*Work to complete:* From the data below, retype exactly the lines starting with the one that contains "field in this photo." and ending with the one that contains "farmland in this photo.", both included.

*Entries provided:*

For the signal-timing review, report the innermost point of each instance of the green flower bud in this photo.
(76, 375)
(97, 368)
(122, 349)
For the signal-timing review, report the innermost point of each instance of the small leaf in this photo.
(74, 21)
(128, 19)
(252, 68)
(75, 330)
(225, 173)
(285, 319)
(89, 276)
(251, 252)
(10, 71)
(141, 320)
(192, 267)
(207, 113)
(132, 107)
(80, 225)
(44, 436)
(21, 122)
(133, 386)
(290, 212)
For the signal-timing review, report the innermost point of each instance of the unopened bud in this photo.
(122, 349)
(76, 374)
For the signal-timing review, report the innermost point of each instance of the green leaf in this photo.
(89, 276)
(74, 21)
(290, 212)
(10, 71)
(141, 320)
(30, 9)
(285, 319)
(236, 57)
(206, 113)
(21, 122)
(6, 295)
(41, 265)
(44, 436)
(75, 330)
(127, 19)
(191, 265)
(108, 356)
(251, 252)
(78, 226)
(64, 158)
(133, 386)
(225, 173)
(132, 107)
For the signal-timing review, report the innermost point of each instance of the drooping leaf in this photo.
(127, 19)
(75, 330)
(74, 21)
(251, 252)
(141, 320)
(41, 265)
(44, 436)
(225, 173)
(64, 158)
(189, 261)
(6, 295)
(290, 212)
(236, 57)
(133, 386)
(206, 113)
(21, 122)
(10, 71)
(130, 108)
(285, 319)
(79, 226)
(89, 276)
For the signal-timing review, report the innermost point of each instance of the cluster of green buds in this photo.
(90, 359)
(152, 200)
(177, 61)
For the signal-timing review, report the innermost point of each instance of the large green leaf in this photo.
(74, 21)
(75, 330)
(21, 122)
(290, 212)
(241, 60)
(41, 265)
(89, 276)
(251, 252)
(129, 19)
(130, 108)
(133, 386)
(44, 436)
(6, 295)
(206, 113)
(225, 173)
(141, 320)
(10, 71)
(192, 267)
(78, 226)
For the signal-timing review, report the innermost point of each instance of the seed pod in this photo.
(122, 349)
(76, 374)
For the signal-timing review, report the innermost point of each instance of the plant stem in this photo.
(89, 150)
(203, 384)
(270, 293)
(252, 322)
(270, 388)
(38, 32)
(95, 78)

---

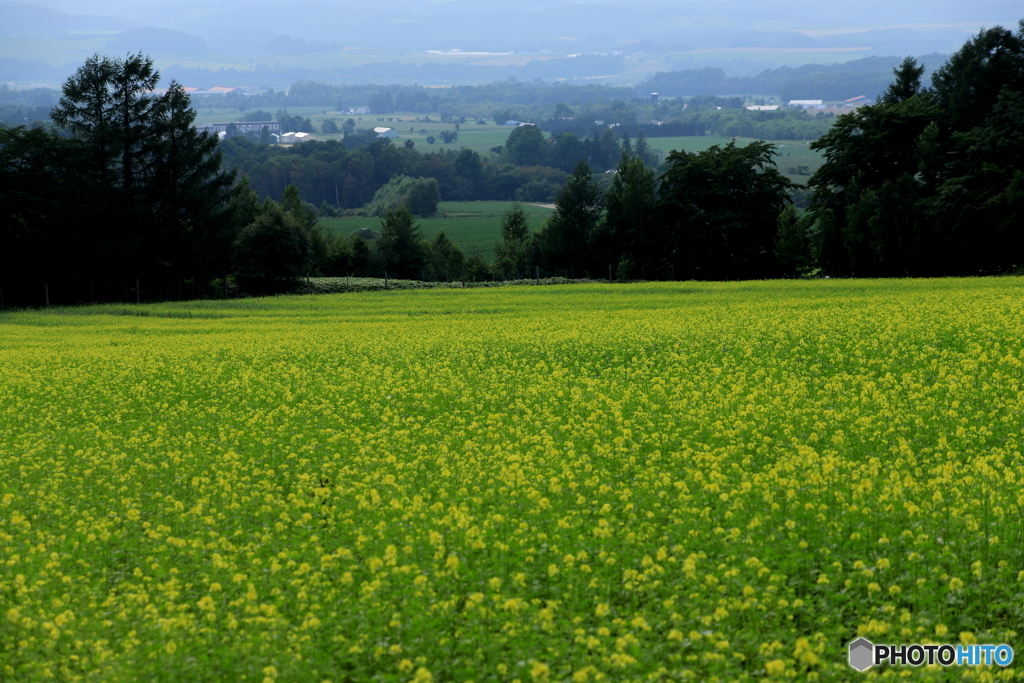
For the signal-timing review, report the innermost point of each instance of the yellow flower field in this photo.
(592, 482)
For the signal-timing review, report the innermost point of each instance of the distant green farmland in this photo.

*Output:*
For the signal-timing review, report the innermost point of each instance of the yellow flower field in this photo.
(592, 482)
For the signal-timing review, report the innermost point of each instance of the distant green farmland in this photo.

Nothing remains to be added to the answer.